**WRITTEN TASK A:** According to the IPv4 routing text, which two Cisco router models were named as starting to forget portions of the internet?

**EXERCISE PASSAGE:**

──────

The IPv4 Internet Hiccups
New submitter pla writes: Due to a new set of routes published yesterday, the internet has effectively undergone a schism. All routers with a TCAM allocation of 512k (or less), in particular Cisco Catalyst 6500 and 7600's, have started randomly forgetting portions of the internet. 'Cisco also warned its customers in May that this BGP problem was coming and that, in particular, a number of routers and networking products would be affected. There are workarounds, and, of course the equipment could have been replaced. But, in all too many cases this was not done. ... Unfortunately, we can expect more hiccups on the Internet as ISPs continue to deal with the BGP problem." Is it time to switch to all IPv6 yet?
We changed all our systems over time to handle this great IPv6 change, and haven't used IPv6 yet. Our service provider doesn't even offer it. Come on, some of us are more than ready. We will probably have failures, because it hasn't been truly tested, but we are far more ready than we were for Y2K.
How much more gradual do you want? I've been running dual stack for over a decade with a tunnel back to HE. At this stage most of your equipment runs fine with IPv6.
In many cases, the "work around" is to use software routing instead of hardware routing. In the cases of the Cisco routers linked above, their TCAM can be re-partitioned, then restarted. But with the rate of IPv4 route fragmentation, it will only buy so much time. The fix is to use IPv6 or get newer hardware with a larger TCAM.
You're right. It was time 10 years ago. Now it's way PAST time.

──────

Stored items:
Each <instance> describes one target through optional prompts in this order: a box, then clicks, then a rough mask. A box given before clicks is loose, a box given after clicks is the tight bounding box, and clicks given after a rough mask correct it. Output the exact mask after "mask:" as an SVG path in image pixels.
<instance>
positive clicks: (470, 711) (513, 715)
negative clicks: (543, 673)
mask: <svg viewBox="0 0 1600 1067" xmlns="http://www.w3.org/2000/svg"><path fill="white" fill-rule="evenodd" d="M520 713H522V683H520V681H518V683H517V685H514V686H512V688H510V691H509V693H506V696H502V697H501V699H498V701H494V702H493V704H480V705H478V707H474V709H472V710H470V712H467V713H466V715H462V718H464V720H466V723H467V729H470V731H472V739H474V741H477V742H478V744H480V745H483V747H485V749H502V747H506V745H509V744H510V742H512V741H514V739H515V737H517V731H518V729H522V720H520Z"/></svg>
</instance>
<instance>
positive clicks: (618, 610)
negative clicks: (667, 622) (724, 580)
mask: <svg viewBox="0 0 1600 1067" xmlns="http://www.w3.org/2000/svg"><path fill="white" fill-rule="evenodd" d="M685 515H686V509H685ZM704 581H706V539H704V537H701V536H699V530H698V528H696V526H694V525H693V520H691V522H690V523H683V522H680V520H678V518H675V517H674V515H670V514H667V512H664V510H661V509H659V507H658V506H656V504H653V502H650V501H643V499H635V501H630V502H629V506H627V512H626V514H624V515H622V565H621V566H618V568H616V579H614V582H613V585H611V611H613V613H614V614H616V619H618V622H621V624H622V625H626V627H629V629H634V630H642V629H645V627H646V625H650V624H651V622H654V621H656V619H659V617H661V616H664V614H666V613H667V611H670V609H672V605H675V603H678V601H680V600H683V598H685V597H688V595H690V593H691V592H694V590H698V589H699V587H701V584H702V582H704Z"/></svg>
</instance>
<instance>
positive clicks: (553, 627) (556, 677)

──────

**WRITTEN TASK B:** Reproduce the entries word for word, starting with their first line and going on through the line containing "negative clicks: (543, 673)".

**EXPECTED ANSWER A:** The Cisco Catalyst 6500 and 7600.

**EXPECTED ANSWER B:**
Each <instance> describes one target through optional prompts in this order: a box, then clicks, then a rough mask. A box given before clicks is loose, a box given after clicks is the tight bounding box, and clicks given after a rough mask correct it. Output the exact mask after "mask:" as an SVG path in image pixels.
<instance>
positive clicks: (470, 711) (513, 715)
negative clicks: (543, 673)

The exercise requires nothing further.